REQUIRED WORK: Reproduce every one of the rows below word for word.

:: EXTRACTED DATA

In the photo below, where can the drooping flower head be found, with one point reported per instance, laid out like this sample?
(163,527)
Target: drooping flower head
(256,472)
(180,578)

::::

RESPONSE TO THIS TASK:
In the photo below, where can the drooping flower head be found, with one point reported per instance, laid out like this sample?
(163,527)
Target: drooping flower head
(256,472)
(180,578)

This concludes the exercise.